GIVEN PASSAGE:
╔══

# How do I control 2 lights, together and separately



## AngieR (Aug 11, 2010)

Hi,
Here is what I want to do. One main switch to supply the power to both light circuits, then a separate switch in each light circuit which can turn on and of only the one light, not affecting the other. Looking for wiring help.

Thanks


----------



## JoeD (Aug 11, 2010)

Fairly simple setup wire each light as you would normally and then on power line feeding the two lights  put another switch.


----------



## AngieR (Aug 11, 2010)

Thanks, i understood that, what I need is how it is exactly wired.


----------



## AngieR (Aug 11, 2010)

would this be correct? 

View attachment 2 lights 3 switches.bmp


----------



## kok328 (Aug 11, 2010)

Assuming the bold lines are the neutrals and the small ovals are switches; this would be correct.


----------



## AngieR (Aug 11, 2010)

Yes it is, thanks kok328.


----------



## budro (Aug 15, 2010)

if your power comes through the switch and feeds two lights you can simply install a pull switch on a pull chain at each light. this can be done on most light fixtures where you can drill a hole in the canopy to accept the switch. these are like the pull switch on a ceiling fan. this method can be used if you don't mind a chain hanging from the lights. i have two lights in our laundry room and my wife wanted a ceiling fan hung on the far light. now she turns the original switch on and can control either light and the fan by pull chains. if your power comes into one of the lights you can do even better than that.


----------

╚══

SOURCE DATA:
╔══

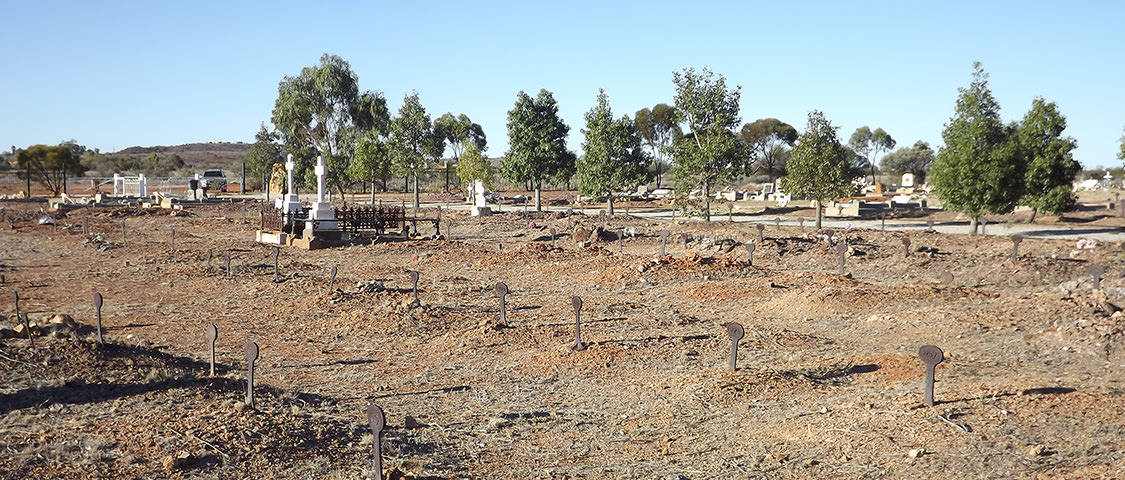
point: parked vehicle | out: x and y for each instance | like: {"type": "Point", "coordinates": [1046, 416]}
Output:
{"type": "Point", "coordinates": [214, 179]}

╚══

WORK INSTRUCTIONS:
A) Reproduce verbatim the portion of the wiring thread between "## JoeD (Aug" and "is exactly wired.", inclusive.
B) List every distinct username that posts in the wiring thread.
C) In the wiring thread, what does kok328 assume the small ovals in the diagram are?

TASK RESULTS:
A)
## JoeD (Aug 11, 2010)

Fairly simple setup wire each light as you would normally and then on power line feeding the two lights  put another switch.


----------



## AngieR (Aug 11, 2010)

Thanks, i understood that, what I need is how it is exactly wired.

B) AngieR, JoeD, kok328, budro

C) Switches.